Edit the records below so that every "locate" becomes "find", leaving all other text unchanged. Omit the pictures from your output.

**Stored data entries**
[Begin]
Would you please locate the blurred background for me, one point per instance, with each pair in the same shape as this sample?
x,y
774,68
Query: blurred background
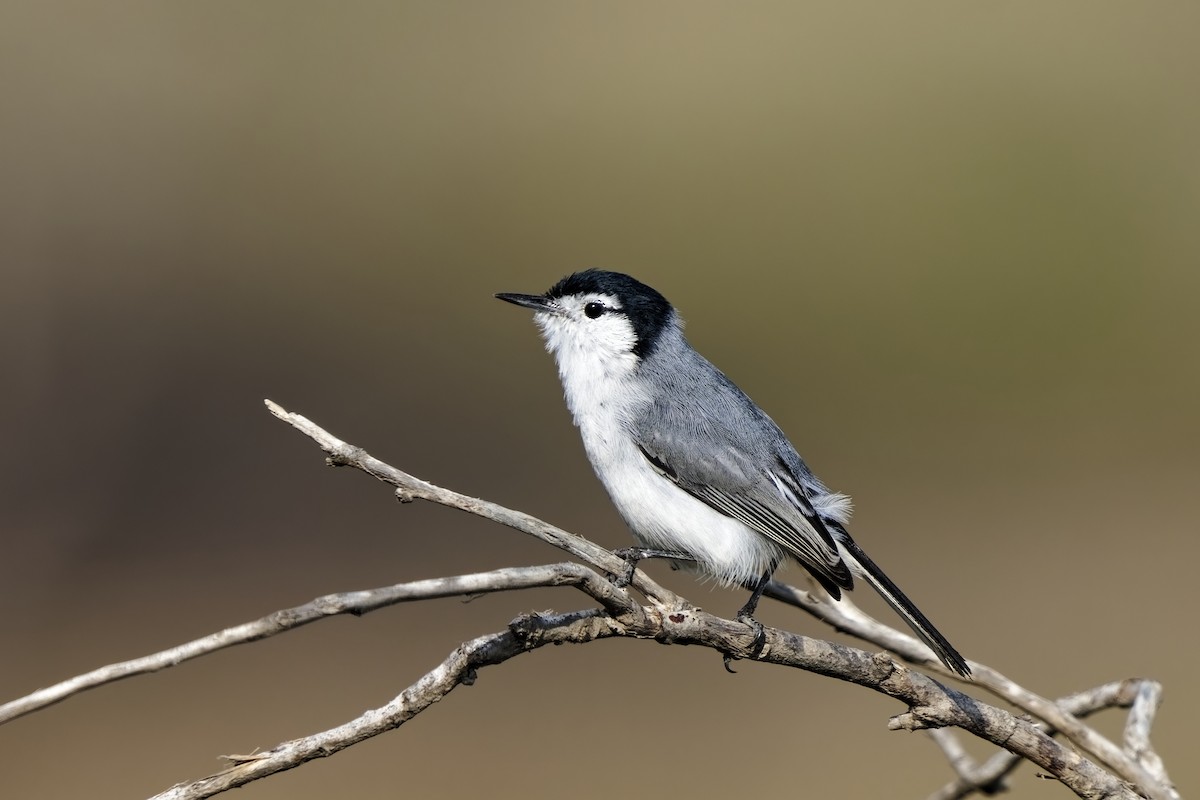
x,y
951,247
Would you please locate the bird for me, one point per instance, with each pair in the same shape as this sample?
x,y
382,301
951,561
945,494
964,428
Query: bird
x,y
699,473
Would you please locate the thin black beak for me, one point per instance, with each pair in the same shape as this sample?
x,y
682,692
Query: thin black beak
x,y
535,301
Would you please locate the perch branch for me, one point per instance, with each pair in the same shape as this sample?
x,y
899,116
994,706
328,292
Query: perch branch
x,y
351,602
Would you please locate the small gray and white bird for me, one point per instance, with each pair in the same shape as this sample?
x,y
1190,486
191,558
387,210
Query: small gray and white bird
x,y
696,469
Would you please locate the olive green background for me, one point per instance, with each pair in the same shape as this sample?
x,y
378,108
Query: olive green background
x,y
952,247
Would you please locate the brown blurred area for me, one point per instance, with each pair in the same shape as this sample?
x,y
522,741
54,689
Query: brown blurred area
x,y
951,247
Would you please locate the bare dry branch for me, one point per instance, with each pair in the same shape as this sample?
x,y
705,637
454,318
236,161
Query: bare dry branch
x,y
351,602
988,776
846,617
1115,773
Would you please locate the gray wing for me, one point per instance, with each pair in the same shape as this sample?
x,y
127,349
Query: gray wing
x,y
745,470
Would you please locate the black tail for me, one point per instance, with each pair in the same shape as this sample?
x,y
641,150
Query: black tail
x,y
905,607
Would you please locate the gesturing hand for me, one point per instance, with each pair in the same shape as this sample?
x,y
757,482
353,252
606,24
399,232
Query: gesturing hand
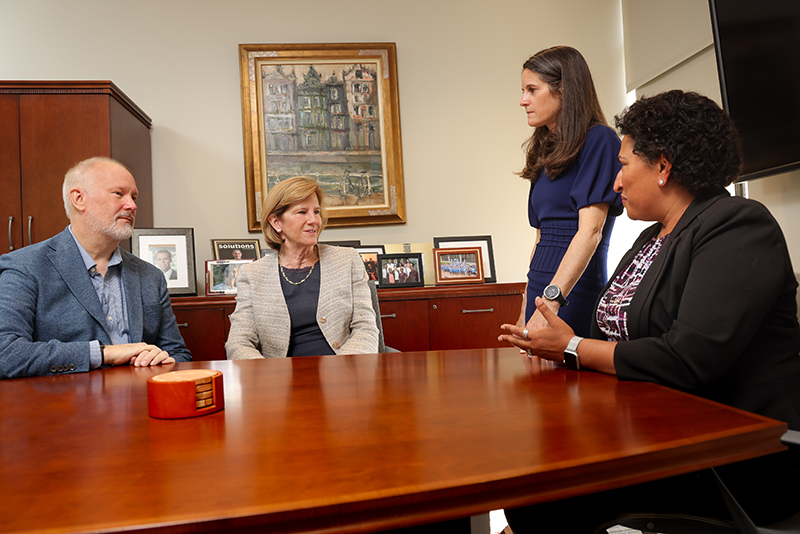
[End]
**The output**
Would you please find the blurred background for me, one point per instance, with each pair in the same shape as this sample?
x,y
774,68
Query: blurred background
x,y
951,247
Would you please find the bird for me, one point per instance, with each pair in the same shape as this sample?
x,y
382,301
951,561
945,494
964,428
Query: bird
x,y
699,473
Would you please find the thin black beak for me, one point per instance, with each pair in the same shape as this sample?
x,y
682,692
Query: thin black beak
x,y
535,301
Would you please find the perch branch for me, one point per instance, with each pair in the same shape as this sample?
x,y
899,116
994,706
328,292
Query: perch branch
x,y
351,602
Would you please find the small gray and white bird for me, one point per instance, with each pair in the same shape as this sample?
x,y
1190,486
191,558
387,210
Query: small gray and white bird
x,y
696,469
Would you please find the olive green background for me, one point per instance, with each pair in the same shape as this sample?
x,y
378,108
Query: olive green background
x,y
952,247
Would you please find the brown blurred area for me, one point per instance, with each pair in the same shape as this sample?
x,y
522,741
54,689
Query: brown blurred area
x,y
951,247
Would you please find the bare dry branch for me, one point per instance, with each pair in the same shape as this sample?
x,y
705,637
454,318
236,161
Query: bare dry branch
x,y
351,602
988,776
846,617
1115,773
Would you please find the gray wing for me, one point per instance, with each pair in the same shape as this sample?
x,y
127,349
Query: gray wing
x,y
745,470
Would you please find the black tail for me, one point per instance, with each pair in the same shape as this sample?
x,y
641,150
Query: black tail
x,y
905,607
Would you please find the gesturing hand for me, one point per instance, with each pair in the same shape as this sample?
x,y
757,482
353,252
606,24
399,232
Query: gesturing hand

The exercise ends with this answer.